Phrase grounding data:
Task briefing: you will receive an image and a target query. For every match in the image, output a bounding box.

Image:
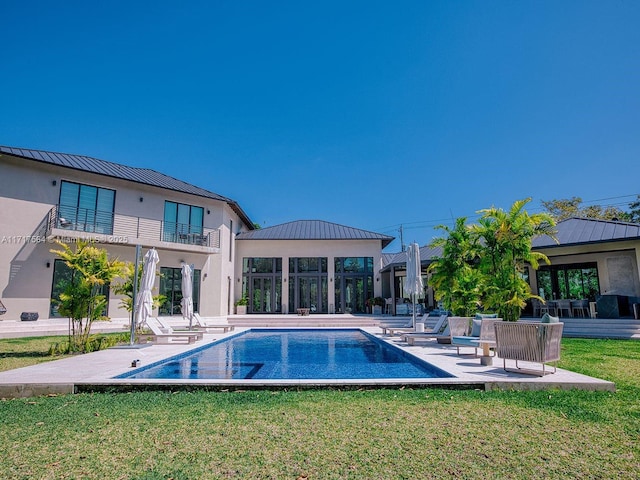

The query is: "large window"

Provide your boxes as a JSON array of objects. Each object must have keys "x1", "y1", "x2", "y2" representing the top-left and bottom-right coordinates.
[
  {"x1": 536, "y1": 263, "x2": 600, "y2": 301},
  {"x1": 163, "y1": 201, "x2": 204, "y2": 244},
  {"x1": 288, "y1": 257, "x2": 328, "y2": 314},
  {"x1": 58, "y1": 181, "x2": 115, "y2": 234},
  {"x1": 242, "y1": 258, "x2": 282, "y2": 313},
  {"x1": 334, "y1": 257, "x2": 374, "y2": 314},
  {"x1": 159, "y1": 266, "x2": 201, "y2": 316}
]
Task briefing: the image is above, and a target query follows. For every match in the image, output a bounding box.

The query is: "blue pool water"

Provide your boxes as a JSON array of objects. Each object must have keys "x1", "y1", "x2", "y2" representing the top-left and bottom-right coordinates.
[{"x1": 116, "y1": 329, "x2": 454, "y2": 380}]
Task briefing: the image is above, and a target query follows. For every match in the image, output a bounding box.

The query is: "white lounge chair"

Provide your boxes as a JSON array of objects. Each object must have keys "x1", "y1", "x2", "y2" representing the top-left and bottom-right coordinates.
[
  {"x1": 155, "y1": 317, "x2": 204, "y2": 339},
  {"x1": 142, "y1": 317, "x2": 201, "y2": 344},
  {"x1": 192, "y1": 313, "x2": 235, "y2": 333},
  {"x1": 401, "y1": 315, "x2": 449, "y2": 344}
]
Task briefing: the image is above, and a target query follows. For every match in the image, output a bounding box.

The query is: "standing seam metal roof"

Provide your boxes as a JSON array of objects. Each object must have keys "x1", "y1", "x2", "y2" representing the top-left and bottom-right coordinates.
[
  {"x1": 532, "y1": 217, "x2": 640, "y2": 248},
  {"x1": 236, "y1": 220, "x2": 394, "y2": 247},
  {"x1": 0, "y1": 145, "x2": 254, "y2": 228}
]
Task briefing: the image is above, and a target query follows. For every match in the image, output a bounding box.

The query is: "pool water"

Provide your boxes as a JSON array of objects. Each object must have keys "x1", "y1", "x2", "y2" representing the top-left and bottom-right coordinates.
[{"x1": 116, "y1": 329, "x2": 454, "y2": 380}]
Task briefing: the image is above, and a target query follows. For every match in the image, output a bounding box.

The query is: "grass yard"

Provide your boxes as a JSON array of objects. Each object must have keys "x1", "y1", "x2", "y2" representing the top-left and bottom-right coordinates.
[{"x1": 0, "y1": 337, "x2": 638, "y2": 479}]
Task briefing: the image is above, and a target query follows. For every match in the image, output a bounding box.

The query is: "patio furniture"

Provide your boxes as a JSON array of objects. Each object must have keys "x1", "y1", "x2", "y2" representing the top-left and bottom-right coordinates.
[
  {"x1": 531, "y1": 298, "x2": 543, "y2": 317},
  {"x1": 556, "y1": 299, "x2": 573, "y2": 317},
  {"x1": 401, "y1": 315, "x2": 448, "y2": 344},
  {"x1": 451, "y1": 318, "x2": 500, "y2": 358},
  {"x1": 156, "y1": 317, "x2": 204, "y2": 339},
  {"x1": 571, "y1": 299, "x2": 590, "y2": 317},
  {"x1": 192, "y1": 313, "x2": 234, "y2": 332},
  {"x1": 494, "y1": 321, "x2": 564, "y2": 375},
  {"x1": 141, "y1": 317, "x2": 201, "y2": 344},
  {"x1": 0, "y1": 299, "x2": 6, "y2": 315},
  {"x1": 380, "y1": 314, "x2": 430, "y2": 335},
  {"x1": 540, "y1": 300, "x2": 558, "y2": 316},
  {"x1": 384, "y1": 298, "x2": 393, "y2": 314}
]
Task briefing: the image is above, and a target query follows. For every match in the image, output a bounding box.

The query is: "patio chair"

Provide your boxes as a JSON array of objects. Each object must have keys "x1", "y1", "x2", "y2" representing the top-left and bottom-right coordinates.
[
  {"x1": 401, "y1": 315, "x2": 449, "y2": 345},
  {"x1": 451, "y1": 318, "x2": 500, "y2": 356},
  {"x1": 571, "y1": 299, "x2": 590, "y2": 317},
  {"x1": 379, "y1": 314, "x2": 427, "y2": 335},
  {"x1": 0, "y1": 299, "x2": 6, "y2": 315},
  {"x1": 142, "y1": 317, "x2": 201, "y2": 344},
  {"x1": 494, "y1": 321, "x2": 564, "y2": 375},
  {"x1": 556, "y1": 299, "x2": 573, "y2": 317},
  {"x1": 193, "y1": 313, "x2": 235, "y2": 333}
]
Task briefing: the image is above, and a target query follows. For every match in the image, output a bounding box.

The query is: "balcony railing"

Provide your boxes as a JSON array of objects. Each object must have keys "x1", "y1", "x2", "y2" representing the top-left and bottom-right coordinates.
[{"x1": 46, "y1": 205, "x2": 220, "y2": 249}]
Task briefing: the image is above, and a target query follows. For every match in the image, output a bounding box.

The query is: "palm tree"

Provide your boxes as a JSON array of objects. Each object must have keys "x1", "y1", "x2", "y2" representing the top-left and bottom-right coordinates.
[
  {"x1": 472, "y1": 198, "x2": 556, "y2": 321},
  {"x1": 428, "y1": 217, "x2": 482, "y2": 316}
]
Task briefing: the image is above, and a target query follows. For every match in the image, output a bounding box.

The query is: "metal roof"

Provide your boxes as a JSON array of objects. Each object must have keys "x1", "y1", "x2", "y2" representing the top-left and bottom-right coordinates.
[
  {"x1": 237, "y1": 220, "x2": 395, "y2": 248},
  {"x1": 533, "y1": 217, "x2": 640, "y2": 248},
  {"x1": 0, "y1": 145, "x2": 254, "y2": 228},
  {"x1": 381, "y1": 244, "x2": 443, "y2": 271}
]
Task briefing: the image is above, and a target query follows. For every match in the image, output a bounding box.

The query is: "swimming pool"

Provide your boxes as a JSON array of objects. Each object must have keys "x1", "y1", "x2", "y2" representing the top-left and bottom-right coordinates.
[{"x1": 116, "y1": 329, "x2": 454, "y2": 380}]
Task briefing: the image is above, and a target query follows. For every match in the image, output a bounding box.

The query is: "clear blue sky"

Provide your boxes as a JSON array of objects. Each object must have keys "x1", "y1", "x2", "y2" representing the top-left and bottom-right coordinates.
[{"x1": 2, "y1": 1, "x2": 639, "y2": 251}]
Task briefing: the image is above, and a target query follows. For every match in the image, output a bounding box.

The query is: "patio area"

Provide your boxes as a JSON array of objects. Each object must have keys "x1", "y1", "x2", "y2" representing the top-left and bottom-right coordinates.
[{"x1": 0, "y1": 318, "x2": 615, "y2": 398}]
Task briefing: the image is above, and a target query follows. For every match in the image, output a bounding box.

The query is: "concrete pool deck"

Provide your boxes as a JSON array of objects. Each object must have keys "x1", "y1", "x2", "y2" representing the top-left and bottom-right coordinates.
[{"x1": 0, "y1": 322, "x2": 615, "y2": 398}]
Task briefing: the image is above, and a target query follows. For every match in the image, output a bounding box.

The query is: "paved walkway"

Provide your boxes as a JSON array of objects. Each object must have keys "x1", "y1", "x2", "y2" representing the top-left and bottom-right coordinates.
[{"x1": 0, "y1": 321, "x2": 615, "y2": 398}]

• _Task objective_: A word-for-word restatement of all the lines above is needed, with the pictures omitted.

• _Your response_:
Task briefing: you will receive an image and a target query. For every match in the image, output a bounding box.

Image:

The query is: "large window"

Provide your boxes as a JSON array of objects. Each object must have keys "x1", "y1", "x2", "y2" representing the top-left and bottom-right coordinates.
[
  {"x1": 536, "y1": 263, "x2": 600, "y2": 301},
  {"x1": 163, "y1": 201, "x2": 204, "y2": 244},
  {"x1": 288, "y1": 257, "x2": 328, "y2": 314},
  {"x1": 58, "y1": 181, "x2": 115, "y2": 234},
  {"x1": 242, "y1": 258, "x2": 282, "y2": 313},
  {"x1": 334, "y1": 257, "x2": 374, "y2": 314},
  {"x1": 159, "y1": 266, "x2": 201, "y2": 316}
]
Task briefing: the image is above, and a target query follows. For every match in the image, output a bounding box.

The query is: "blue pool water"

Provide your boxes as a JSON array of objects. Each object must have keys "x1", "y1", "x2", "y2" representing the top-left and bottom-right coordinates.
[{"x1": 116, "y1": 329, "x2": 454, "y2": 380}]
Task briefing: the image is above, and a target query follows. For every match in the image, output a bounding box.

The query is: "white lounge chair"

Provide your boxes as a JSON array of objects. Each object must have keys "x1", "y1", "x2", "y2" representing the top-left and bottom-right coordinates.
[
  {"x1": 155, "y1": 317, "x2": 204, "y2": 339},
  {"x1": 142, "y1": 317, "x2": 201, "y2": 344},
  {"x1": 192, "y1": 313, "x2": 235, "y2": 333},
  {"x1": 401, "y1": 315, "x2": 449, "y2": 344}
]
Task briefing: the image is above, and a target query follows. For every match in the image, output a bounding box.

The query is: "standing seam metal roof"

Provide your boxes as a JSON array of objects. Each object must have keys "x1", "y1", "x2", "y2" representing the top-left and bottom-right coordinates.
[
  {"x1": 532, "y1": 217, "x2": 640, "y2": 248},
  {"x1": 236, "y1": 220, "x2": 394, "y2": 247},
  {"x1": 0, "y1": 145, "x2": 254, "y2": 228}
]
Task briefing: the image is above, and a target query follows. For every match in the image, output a bounding box.

The query is: "pool water"

Provide your boxes as a JSON array of objects. Each object must have keys "x1", "y1", "x2", "y2" representing the top-left and bottom-right coordinates.
[{"x1": 116, "y1": 329, "x2": 454, "y2": 380}]
Task briefing: the image is above, and a target query follows. For every match in the image, output a bounding box.

The query is: "grass yard"

Provide your boxes as a JSON array of objects. Each object must have keys "x1", "y1", "x2", "y2" representing the top-left and bottom-right coordinates.
[{"x1": 0, "y1": 337, "x2": 638, "y2": 479}]
Task briefing: the image is above, and a target query follows. For every match in the image, output a bounding box.

The query is: "patio furniture"

Provide your boxes as a JSON array of objects. Each object must have keys "x1", "y1", "x2", "y2" representing the top-left and bottom-right coordinates.
[
  {"x1": 531, "y1": 298, "x2": 543, "y2": 317},
  {"x1": 556, "y1": 299, "x2": 573, "y2": 317},
  {"x1": 401, "y1": 315, "x2": 448, "y2": 344},
  {"x1": 451, "y1": 318, "x2": 500, "y2": 358},
  {"x1": 156, "y1": 317, "x2": 204, "y2": 339},
  {"x1": 571, "y1": 299, "x2": 590, "y2": 317},
  {"x1": 192, "y1": 313, "x2": 234, "y2": 332},
  {"x1": 494, "y1": 321, "x2": 564, "y2": 375},
  {"x1": 141, "y1": 317, "x2": 201, "y2": 344},
  {"x1": 0, "y1": 299, "x2": 6, "y2": 315},
  {"x1": 380, "y1": 314, "x2": 430, "y2": 335},
  {"x1": 540, "y1": 300, "x2": 558, "y2": 316},
  {"x1": 384, "y1": 298, "x2": 393, "y2": 314}
]
Task briefing: the image is above, and a target query follows. For every match in the image, output a bounding box.

The query is: "patio chair"

Provide your boxes as a JSON array of objects. Each object must have keys "x1", "y1", "x2", "y2" representing the top-left and bottom-right coordinates.
[
  {"x1": 401, "y1": 315, "x2": 449, "y2": 345},
  {"x1": 451, "y1": 318, "x2": 500, "y2": 356},
  {"x1": 571, "y1": 299, "x2": 590, "y2": 317},
  {"x1": 379, "y1": 314, "x2": 427, "y2": 335},
  {"x1": 0, "y1": 299, "x2": 6, "y2": 315},
  {"x1": 142, "y1": 317, "x2": 201, "y2": 344},
  {"x1": 494, "y1": 321, "x2": 564, "y2": 375},
  {"x1": 556, "y1": 299, "x2": 573, "y2": 317},
  {"x1": 193, "y1": 313, "x2": 235, "y2": 333}
]
Task briefing: the image is above, and a target query follows. For every match in the image, output a bounding box.

The query is: "balcony railing"

Provide your boxes as a JSON array of objects. Each object must have keys "x1", "y1", "x2", "y2" representing the top-left and bottom-right coordinates.
[{"x1": 46, "y1": 205, "x2": 220, "y2": 249}]
Task briefing: the image is above, and a target query follows. For every match in the image, output a bounding box.

The query is: "palm tree"

Provide your boxes as a JSON array of objects. Each object must have keys "x1", "y1", "x2", "y2" representing the top-left and bottom-right coordinates.
[
  {"x1": 472, "y1": 198, "x2": 556, "y2": 321},
  {"x1": 428, "y1": 217, "x2": 482, "y2": 316}
]
Task briefing: the image is above, and a target query follows. For every match in the image, output a bounding box.

The query is: "metal roof"

Provide your boxes as a JSON array of objects. Each object must have keys "x1", "y1", "x2", "y2" representing the top-left and bottom-right coordinates.
[
  {"x1": 237, "y1": 220, "x2": 395, "y2": 248},
  {"x1": 533, "y1": 217, "x2": 640, "y2": 248},
  {"x1": 0, "y1": 145, "x2": 254, "y2": 228},
  {"x1": 381, "y1": 244, "x2": 443, "y2": 271}
]
Task briefing: the image is above, and a target query follows. For every match in the image, output a bounding box.

The query is: "swimming pool"

Provide your boxes as a JSON array of objects. Each object must have keys "x1", "y1", "x2", "y2" representing the top-left and bottom-right coordinates.
[{"x1": 116, "y1": 329, "x2": 454, "y2": 380}]
Task briefing: the image is above, and a target query follows. For every match in the image, output a bounding box.

The query is: "clear blue sky"

Provide your boxes as a JSON array of objects. Each object must have keys "x1", "y1", "x2", "y2" representing the top-left and bottom-right coordinates.
[{"x1": 2, "y1": 1, "x2": 639, "y2": 251}]
Task briefing: the image is above, and a target query follows. For every match in the image, output a bounding box.

The query is: "patio area"

Provide your boxes as a JSON array of objects. Each object must have keys "x1", "y1", "x2", "y2" representing the top-left and bottom-right coordinates.
[{"x1": 0, "y1": 318, "x2": 615, "y2": 398}]
Task briefing: the image is above, and a target query follows. For every match in the image, output a bounding box.

The query is: "concrete pool deck"

Provide your boxes as a JSON array of objects. Each object must have keys "x1", "y1", "x2", "y2" representing the top-left and bottom-right coordinates.
[{"x1": 0, "y1": 322, "x2": 615, "y2": 398}]
Task briefing: the image is above, and a target query follows. For every match in the image, output a bounding box.

The query is: "paved walkway"

Provide your boxes as a JSON array of objects. Each object must have keys "x1", "y1", "x2", "y2" representing the top-left and bottom-right coordinates.
[{"x1": 0, "y1": 321, "x2": 615, "y2": 398}]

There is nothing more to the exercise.